+++ TEXT EXCERPT +++
June 5th 2015
New figures reveal that the numbers of alleged crimes being investigated by the police involving social media are substantially increasing.
The new report – released this morning by the Press Association – indicates that last year, 38 out of the UK’s 45 police forces reported a rise in the number of crime reports where Facebook was involved. 24 forces said they also received more crime reports which mentioned Twitter than in the previous year. The figures were obtained by the PA under a Freedom of Information request.
The thousands of complaints reported included allegations of sexual offences, threats to kill and harassment. The National Police Chiefs' Council (NPCC) said police and internet providers had a "responsibility" to protect people online, while Facebook insisted it did not tolerate abusive behaviour and urged users to report illegal activity.
London’s Metropolitan Police – Britain’s largest force – received 1,207 crime reports which mentioned Facebook in 2014, up from 935 in 2013 and 997 in 2012. The force also revealed a sharp rise in crime reports including Twitter, from 105 in 2013 to 138 in 2014.
Greater Manchester Police said that Facebook appeared in 959 crime reports last year, up from 512 in 2013 and 451 in 2012. Last year's complaints included 371 allegations of harassment, 38 threats to kill and eight rape allegations involving girls under the age of 16.
Staffordshire Police reported a 40% rise in crime reports which mentioned Facebook after receiving 1,269 in 2014, including 326 complaints of harassment, 13 rape allegations involving girls under 16 and 38 threats to kill in 2014. Twitter appeared in 56 crime reports in 2014, up from 48 in 2013 and 25 in 2012, it was revealed. The force’s Detective Superintendent Scott Jones said: "Without trawling each crime it would be difficult to establish what context Facebook or Twitter played in each crime. However, it would be fair to say that like many other forces across the country we have seen an increase in offences online but the majority still go unreported."
The Police Service of Northern Ireland and South Wales Police are amongst others who reported a sharp increase. Police Scotland did not provide figures, putting this down to the cost of retrieving the information exceeding the limit set out under Freedom of Information laws.
+++
# SHORT EXERCISE 1:
According to the article, how many crime reports mentioning Facebook did Greater Manchester Police receive last year?
The article about crime reports involving social media has no connection to the entries that come next.
+++ THE DATA +++
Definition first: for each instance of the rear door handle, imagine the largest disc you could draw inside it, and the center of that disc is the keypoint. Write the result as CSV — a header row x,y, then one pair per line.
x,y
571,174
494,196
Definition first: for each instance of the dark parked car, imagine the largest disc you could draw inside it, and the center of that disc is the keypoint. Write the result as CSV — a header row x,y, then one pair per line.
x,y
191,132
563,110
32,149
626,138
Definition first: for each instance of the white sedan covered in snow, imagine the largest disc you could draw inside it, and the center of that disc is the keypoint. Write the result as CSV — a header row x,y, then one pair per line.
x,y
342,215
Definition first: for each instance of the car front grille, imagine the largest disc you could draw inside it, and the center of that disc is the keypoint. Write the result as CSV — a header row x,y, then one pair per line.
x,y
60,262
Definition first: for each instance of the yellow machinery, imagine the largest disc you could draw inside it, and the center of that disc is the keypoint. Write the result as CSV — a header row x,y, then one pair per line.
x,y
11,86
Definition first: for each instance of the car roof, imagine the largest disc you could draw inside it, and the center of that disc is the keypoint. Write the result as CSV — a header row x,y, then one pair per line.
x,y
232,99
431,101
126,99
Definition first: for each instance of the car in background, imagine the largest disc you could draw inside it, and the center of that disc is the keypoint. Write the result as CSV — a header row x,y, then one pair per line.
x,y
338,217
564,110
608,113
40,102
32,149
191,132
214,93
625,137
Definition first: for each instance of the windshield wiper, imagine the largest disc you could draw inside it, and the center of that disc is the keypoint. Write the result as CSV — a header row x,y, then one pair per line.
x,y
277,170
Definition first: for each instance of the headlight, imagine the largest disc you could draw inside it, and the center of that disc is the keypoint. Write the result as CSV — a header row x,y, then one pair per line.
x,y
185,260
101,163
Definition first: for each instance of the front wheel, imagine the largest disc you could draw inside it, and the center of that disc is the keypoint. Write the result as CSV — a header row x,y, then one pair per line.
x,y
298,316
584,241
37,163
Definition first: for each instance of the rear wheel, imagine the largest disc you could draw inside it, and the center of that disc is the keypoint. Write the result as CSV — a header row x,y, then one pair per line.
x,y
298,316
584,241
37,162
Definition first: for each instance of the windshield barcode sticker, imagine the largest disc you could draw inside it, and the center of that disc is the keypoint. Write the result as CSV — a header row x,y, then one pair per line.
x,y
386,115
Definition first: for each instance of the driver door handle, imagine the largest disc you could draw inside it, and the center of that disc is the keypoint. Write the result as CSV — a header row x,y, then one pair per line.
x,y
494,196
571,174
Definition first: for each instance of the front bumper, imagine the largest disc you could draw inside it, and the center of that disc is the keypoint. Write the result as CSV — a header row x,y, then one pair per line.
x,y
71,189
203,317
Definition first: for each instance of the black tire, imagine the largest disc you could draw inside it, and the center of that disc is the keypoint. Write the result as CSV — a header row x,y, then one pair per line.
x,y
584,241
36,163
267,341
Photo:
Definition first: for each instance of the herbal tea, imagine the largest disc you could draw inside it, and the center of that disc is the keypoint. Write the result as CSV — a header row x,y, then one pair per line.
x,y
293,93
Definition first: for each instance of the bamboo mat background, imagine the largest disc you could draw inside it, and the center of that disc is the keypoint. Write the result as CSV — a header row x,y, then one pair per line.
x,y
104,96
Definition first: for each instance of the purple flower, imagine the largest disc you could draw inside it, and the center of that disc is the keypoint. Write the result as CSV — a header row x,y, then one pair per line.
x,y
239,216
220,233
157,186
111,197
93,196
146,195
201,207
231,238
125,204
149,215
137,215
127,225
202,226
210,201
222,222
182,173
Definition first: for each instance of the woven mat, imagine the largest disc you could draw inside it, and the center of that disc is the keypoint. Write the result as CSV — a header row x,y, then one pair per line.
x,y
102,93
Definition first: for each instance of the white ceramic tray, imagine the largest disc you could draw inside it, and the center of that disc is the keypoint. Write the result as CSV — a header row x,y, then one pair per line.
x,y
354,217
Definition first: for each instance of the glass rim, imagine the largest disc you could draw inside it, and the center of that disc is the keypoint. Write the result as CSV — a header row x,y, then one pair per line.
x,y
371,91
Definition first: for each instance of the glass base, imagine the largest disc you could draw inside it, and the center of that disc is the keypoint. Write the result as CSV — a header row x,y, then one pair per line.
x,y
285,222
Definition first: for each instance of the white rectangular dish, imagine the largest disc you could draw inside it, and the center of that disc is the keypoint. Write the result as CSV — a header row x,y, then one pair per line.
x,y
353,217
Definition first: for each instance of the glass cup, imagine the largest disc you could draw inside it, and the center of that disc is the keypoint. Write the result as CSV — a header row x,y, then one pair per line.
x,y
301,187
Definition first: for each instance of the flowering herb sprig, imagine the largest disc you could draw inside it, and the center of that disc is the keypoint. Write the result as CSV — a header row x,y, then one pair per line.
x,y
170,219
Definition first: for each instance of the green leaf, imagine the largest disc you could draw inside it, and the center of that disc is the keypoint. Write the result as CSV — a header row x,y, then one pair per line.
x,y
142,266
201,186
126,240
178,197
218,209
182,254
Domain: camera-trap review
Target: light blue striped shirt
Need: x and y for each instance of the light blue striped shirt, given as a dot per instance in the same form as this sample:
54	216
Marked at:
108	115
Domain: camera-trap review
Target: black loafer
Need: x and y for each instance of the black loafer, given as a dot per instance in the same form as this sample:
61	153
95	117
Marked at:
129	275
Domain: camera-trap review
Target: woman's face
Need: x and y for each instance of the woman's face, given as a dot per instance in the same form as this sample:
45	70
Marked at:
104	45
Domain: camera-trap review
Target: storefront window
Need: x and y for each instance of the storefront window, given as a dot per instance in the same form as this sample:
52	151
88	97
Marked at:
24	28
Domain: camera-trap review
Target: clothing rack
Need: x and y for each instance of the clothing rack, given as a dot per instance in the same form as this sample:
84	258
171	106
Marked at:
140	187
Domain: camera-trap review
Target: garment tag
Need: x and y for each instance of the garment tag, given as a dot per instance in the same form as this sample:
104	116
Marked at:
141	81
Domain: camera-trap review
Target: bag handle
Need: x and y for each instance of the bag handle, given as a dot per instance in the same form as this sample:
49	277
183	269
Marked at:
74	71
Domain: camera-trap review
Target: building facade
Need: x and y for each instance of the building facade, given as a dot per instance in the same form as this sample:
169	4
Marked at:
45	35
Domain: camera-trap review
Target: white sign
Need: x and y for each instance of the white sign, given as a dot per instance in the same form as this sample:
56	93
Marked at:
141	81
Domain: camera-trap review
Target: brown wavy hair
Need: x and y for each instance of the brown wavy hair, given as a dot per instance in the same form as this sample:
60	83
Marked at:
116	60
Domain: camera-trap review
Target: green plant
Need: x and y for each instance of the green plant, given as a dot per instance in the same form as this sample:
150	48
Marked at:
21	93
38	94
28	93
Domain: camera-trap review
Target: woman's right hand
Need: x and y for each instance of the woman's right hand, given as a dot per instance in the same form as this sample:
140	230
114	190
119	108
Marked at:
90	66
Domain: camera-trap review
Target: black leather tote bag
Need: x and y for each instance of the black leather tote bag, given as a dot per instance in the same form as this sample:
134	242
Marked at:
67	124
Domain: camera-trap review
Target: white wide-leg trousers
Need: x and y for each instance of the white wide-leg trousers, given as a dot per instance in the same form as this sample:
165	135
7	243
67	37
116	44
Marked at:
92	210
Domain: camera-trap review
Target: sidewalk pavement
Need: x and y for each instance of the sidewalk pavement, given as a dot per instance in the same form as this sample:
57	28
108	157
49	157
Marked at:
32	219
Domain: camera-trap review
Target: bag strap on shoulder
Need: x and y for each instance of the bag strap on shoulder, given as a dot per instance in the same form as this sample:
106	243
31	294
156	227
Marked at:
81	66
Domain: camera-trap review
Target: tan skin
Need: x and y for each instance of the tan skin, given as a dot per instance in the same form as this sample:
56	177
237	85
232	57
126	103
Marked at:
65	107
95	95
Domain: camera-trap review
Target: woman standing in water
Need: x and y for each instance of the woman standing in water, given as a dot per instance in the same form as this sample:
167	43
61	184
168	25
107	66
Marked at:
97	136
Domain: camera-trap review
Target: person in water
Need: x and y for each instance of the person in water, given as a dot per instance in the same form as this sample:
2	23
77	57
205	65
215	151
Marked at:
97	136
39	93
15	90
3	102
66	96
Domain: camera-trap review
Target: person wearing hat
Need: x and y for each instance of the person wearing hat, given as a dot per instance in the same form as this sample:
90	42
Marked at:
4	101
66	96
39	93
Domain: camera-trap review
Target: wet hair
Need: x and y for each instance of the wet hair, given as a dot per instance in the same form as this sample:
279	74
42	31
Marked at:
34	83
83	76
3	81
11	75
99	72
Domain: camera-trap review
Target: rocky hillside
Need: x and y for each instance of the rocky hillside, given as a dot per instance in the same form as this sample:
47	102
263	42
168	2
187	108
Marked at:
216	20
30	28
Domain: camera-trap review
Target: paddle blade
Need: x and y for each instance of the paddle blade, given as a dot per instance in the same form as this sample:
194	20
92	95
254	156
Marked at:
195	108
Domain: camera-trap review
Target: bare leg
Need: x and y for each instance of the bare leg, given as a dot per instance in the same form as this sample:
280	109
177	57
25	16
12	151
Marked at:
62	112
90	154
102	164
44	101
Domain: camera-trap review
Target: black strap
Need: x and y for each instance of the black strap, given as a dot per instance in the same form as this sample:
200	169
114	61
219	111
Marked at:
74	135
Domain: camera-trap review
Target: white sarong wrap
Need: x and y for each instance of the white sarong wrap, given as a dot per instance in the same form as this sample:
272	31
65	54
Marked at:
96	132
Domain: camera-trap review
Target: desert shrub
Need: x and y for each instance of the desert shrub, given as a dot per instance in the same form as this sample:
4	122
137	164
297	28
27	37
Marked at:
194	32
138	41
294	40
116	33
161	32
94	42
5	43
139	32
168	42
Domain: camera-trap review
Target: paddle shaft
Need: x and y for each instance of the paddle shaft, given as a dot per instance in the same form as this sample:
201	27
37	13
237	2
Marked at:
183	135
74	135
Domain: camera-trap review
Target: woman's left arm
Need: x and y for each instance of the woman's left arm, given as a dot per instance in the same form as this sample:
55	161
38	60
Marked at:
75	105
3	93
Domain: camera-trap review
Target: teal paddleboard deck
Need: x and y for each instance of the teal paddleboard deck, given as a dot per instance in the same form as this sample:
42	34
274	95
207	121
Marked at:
+++
# SHORT EXERCISE 2:
Return every line of the entries that contains the word "sarong", treating uppercase and lowercase as different.

# CORRECT ANSWER 1:
959

# CORRECT ANSWER 2:
Target: white sarong wrap
Need: x and y for each instance of the white sarong wrap, given as a dot per instance in the same form as this sample:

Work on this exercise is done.